__CONSEGNA A__:
Riporta in una tabella Markdown le righe dei dati registrati, partendo da quella che contiene "Please put a point on each instance of the forest" e arrivando fino all'ultima riga dei dati, e tralascia le righe vuote. Usa le colonne Nr, con il numero progressivo, e Testo, con il contenuto della riga.

Sex and ayatollah
Se un antropologo marziano arrivasse in Iran allo scopo di carpire l’essenza dell’homo islamicus, un ambasciatore della Repubblica islamica d’Iran gli spiegherebbe che modestia e castità sono virtù imprescindibili per ogni buon rivoluzionario. La difesa della pubblica moralità è il presupposto su cui si fonda la salute sociale e non vi è minaccia più perniciosa all’integrità della nazione di quella rappresentata dal fascino femminile. Non è un caso – sarebbe edotto il marziano – che in farsi una bella donna possa essere descritta con locuzioni come “shahrashob”, una che porta confusione in città, o “fetneh angiz”, colei che porta le calamità.
Se un antropologo marziano arrivasse in Iran allo scopo di carpire l’essenza dell’homo islamicus, un ambasciatore della Repubblica islamica d’Iran gli spiegherebbe che modestia e castità sono virtù imprescindibili per ogni buon rivoluzionario. La difesa della pubblica moralità è il presupposto su cui si fonda la salute sociale e non vi è minaccia più perniciosa all’integrità della nazione di quella rappresentata dal fascino femminile. Non è un caso – sarebbe edotto il marziano – che in farsi una bella donna possa essere descritta con locuzioni come “shahrashob”, una che porta confusione in città, o “fetneh angiz”, colei che porta le calamità. Invitato a cospetto dell’ ayatollah Ali Khamenei l’ospite straniero capirebbe dopo lunghe elucubrazioni il senso dell’ammonimento “Ya rusari, ya tusari!”, copri la testa o prendi una botta in testa!. Le donne sono esseri pericolosi: lasciate a loro stesse sceglierebbero vestiti attillati, fumerebbero in pubblico, riderebbero forte e sorriderebbero troppo con gli occhi scuri resi ancora più scuri da molto mascara. Più attraenti sono, più pestilenziali diventano, chiarirebbe all’alieno l’ayatollah Kazem Sedighi. “Per colpa loro il nostro paese sperimenta sciagure terribili come i terremoti”.
L’hijab è un baluardo indispensabile contro il caos anche perché oltre ai terremoti le femmine si portano dietro altri disastri. Il marziano apprenderebbe che le donne sono tanto pericolose quanto fragili, il cavallo di Troia ideale delle seduzioni occidentali. “Più che l’artiglieria – ha spiegato Khamenei nel 2003 – i nostri nemici sanno di dover spandere i loro valori per corromperci. Ho sentito al telegiornale un funzionario di un importante centro politico americano dire: invece delle bombe mandategli le minigonne. Ha ragione. Se risvegliassero il desiderio sessuale in un paese, se uomini e donne si mescolassero senza impedimenti, se i giovani fossero incoraggiati verso comportamenti a cui naturalmente li riconduce l’istinto, contro quella nazione non ci sarebbe più bisogno di sparare nemmeno un colpo”.

__CONSEGNA B__:
Nell'estratto della pagina, che cosa significa la locuzione persiana “shahrashob”?

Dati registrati
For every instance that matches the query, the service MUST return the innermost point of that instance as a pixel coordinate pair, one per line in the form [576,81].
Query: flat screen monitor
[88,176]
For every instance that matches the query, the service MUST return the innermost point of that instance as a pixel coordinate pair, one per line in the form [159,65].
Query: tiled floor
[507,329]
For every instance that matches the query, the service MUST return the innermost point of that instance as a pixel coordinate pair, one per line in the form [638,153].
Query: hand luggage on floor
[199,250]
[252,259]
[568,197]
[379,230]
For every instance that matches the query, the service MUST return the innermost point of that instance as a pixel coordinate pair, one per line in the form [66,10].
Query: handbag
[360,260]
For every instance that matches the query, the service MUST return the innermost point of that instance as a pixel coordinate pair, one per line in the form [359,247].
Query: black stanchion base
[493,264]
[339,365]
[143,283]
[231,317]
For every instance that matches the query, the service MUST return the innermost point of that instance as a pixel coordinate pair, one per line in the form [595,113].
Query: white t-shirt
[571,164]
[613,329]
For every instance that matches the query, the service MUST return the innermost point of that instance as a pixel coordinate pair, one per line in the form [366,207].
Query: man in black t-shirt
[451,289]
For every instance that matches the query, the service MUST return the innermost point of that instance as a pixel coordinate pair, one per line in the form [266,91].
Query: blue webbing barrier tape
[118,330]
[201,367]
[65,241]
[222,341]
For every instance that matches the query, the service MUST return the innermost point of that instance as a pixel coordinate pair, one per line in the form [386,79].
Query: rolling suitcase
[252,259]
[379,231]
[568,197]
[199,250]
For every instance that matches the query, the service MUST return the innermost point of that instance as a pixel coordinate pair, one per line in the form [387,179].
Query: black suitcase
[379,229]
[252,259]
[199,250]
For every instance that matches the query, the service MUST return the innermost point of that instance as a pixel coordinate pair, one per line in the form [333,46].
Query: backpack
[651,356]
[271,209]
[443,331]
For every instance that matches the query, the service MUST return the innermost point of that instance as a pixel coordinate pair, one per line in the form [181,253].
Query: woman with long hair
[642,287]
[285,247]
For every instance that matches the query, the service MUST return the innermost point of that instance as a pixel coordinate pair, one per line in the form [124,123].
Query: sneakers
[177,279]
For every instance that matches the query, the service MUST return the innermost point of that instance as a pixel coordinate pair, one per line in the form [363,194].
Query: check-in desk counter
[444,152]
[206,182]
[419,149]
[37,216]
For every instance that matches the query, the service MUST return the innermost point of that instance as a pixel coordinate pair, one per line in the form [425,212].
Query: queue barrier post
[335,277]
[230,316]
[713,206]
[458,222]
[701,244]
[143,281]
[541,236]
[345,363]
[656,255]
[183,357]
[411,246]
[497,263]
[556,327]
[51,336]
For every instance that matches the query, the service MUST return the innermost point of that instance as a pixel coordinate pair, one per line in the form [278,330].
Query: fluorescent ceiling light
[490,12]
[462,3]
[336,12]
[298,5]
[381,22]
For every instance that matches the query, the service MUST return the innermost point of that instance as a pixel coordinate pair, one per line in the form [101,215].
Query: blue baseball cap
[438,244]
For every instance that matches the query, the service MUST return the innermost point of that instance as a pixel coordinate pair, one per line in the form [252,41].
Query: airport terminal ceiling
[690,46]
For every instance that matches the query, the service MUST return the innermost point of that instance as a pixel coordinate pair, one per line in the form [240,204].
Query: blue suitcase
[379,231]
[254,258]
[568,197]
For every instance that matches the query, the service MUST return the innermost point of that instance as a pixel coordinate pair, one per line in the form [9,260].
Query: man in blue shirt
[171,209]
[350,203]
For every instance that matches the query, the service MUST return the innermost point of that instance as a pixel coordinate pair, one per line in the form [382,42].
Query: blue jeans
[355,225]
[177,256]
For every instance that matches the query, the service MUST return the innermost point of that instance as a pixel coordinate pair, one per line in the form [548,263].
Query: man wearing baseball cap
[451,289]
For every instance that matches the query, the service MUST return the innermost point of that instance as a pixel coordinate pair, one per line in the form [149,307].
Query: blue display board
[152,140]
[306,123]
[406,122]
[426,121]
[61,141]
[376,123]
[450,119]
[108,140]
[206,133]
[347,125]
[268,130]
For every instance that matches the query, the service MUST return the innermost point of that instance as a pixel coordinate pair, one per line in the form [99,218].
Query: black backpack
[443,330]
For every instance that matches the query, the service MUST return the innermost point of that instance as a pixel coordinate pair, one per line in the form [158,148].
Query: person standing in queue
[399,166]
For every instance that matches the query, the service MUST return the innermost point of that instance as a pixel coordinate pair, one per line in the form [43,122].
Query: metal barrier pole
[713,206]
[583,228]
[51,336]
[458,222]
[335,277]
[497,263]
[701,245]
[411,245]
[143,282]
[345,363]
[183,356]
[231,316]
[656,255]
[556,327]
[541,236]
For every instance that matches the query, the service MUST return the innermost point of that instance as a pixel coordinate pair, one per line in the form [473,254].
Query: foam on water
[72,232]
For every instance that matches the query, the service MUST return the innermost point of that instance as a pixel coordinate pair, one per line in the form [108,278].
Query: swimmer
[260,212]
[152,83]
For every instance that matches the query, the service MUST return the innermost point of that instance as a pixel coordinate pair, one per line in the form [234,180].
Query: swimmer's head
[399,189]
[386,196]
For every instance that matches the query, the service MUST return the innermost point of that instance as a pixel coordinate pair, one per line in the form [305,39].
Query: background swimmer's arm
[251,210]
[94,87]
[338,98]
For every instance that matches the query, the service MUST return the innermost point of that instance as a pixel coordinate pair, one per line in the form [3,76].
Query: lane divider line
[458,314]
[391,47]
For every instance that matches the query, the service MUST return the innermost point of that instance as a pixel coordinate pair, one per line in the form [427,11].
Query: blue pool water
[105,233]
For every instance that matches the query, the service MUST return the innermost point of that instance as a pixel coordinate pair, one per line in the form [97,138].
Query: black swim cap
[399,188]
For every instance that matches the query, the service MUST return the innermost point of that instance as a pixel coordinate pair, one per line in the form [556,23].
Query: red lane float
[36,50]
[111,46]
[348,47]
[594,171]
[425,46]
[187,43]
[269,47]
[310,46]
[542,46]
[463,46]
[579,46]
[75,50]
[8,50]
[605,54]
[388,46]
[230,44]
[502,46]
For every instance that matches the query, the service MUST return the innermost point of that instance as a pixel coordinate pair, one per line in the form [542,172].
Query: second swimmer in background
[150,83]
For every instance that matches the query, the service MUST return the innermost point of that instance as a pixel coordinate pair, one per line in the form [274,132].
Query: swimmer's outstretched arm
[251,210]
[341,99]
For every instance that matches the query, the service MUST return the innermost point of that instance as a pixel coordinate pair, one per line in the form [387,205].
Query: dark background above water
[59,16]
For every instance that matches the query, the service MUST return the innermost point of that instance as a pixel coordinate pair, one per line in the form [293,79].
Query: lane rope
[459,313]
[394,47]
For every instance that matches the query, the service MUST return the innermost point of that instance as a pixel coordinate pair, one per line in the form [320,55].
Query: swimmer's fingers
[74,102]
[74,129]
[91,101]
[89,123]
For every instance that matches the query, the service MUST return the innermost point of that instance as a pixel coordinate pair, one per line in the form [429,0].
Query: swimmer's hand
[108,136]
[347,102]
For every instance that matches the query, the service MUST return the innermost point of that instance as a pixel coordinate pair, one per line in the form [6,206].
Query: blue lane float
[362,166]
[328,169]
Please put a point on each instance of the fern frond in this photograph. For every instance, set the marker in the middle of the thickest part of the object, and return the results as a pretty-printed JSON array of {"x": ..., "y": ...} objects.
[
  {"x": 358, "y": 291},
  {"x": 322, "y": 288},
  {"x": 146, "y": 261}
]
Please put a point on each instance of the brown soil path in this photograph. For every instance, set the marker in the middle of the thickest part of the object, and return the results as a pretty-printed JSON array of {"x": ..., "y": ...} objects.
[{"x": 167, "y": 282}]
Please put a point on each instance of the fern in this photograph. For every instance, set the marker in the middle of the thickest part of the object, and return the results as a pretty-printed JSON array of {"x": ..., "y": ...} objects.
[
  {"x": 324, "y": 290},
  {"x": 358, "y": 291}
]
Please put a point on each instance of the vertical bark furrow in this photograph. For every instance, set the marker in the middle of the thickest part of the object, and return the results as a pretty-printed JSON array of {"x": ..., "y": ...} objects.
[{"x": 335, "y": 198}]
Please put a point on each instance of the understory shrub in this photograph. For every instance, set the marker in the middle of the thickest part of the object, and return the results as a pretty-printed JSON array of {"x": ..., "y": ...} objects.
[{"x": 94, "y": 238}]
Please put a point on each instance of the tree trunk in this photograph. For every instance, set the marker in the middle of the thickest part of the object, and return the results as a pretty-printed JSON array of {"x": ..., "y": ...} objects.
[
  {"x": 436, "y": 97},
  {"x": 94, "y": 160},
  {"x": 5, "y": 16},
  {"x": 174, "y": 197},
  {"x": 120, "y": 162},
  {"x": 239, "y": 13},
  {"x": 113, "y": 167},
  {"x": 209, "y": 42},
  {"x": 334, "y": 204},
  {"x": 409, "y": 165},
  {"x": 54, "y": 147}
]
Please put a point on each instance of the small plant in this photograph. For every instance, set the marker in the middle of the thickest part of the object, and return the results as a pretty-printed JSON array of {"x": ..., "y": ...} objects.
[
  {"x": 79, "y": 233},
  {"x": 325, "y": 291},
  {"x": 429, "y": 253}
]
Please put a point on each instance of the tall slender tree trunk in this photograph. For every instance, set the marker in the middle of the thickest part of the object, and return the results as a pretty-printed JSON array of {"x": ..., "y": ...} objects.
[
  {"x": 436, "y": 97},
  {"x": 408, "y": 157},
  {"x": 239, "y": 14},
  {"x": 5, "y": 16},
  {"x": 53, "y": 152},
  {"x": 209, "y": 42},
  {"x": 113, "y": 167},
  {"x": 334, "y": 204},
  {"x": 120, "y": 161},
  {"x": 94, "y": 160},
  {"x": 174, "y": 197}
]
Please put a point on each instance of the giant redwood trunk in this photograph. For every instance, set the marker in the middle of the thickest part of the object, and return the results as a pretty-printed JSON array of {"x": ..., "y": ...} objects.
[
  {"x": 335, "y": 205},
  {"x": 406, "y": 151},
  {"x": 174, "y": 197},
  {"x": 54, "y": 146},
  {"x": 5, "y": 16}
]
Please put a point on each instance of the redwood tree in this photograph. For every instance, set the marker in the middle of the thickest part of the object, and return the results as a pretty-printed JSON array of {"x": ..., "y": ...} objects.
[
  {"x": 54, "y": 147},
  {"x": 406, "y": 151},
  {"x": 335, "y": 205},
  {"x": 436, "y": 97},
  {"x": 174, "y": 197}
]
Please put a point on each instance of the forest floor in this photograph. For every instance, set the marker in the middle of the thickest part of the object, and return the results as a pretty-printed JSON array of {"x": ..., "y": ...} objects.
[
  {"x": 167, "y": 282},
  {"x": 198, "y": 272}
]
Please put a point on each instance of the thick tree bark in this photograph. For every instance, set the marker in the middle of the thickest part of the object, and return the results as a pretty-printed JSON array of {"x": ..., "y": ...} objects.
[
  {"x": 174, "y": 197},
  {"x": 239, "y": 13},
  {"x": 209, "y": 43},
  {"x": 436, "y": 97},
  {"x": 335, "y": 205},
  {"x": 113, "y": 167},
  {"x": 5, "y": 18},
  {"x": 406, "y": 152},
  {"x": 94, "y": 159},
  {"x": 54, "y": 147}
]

__SOLUZIONE ESERCIZIO A__:
| Nr | Testo |
|---|---|
| 1 | Please put a point on each instance of the forest floor in this photograph. For every instance, set the marker in the middle of the thickest part of the object, and return the results as a pretty-printed JSON array of {"x": ..., "y": ...} objects. |
| 2 | [ |
| 3 |   {"x": 167, "y": 282}, |
| 4 |   {"x": 198, "y": 272} |
| 5 | ] |
| 6 | Please put a point on each instance of the thick tree bark in this photograph. For every instance, set the marker in the middle of the thickest part of the object, and return the results as a pretty-printed JSON array of {"x": ..., "y": ...} objects. |
| 7 | [ |
| 8 |   {"x": 174, "y": 197}, |
| 9 |   {"x": 239, "y": 13}, |
| 10 |   {"x": 209, "y": 43}, |
| 11 |   {"x": 436, "y": 97}, |
| 12 |   {"x": 335, "y": 205}, |
| 13 |   {"x": 113, "y": 167}, |
| 14 |   {"x": 5, "y": 18}, |
| 15 |   {"x": 406, "y": 152}, |
| 16 |   {"x": 94, "y": 159}, |
| 17 |   {"x": 54, "y": 147} |
| 18 | ] |

__SOLUZIONE ESERCIZIO B__:
Indica una donna che porta confusione in città.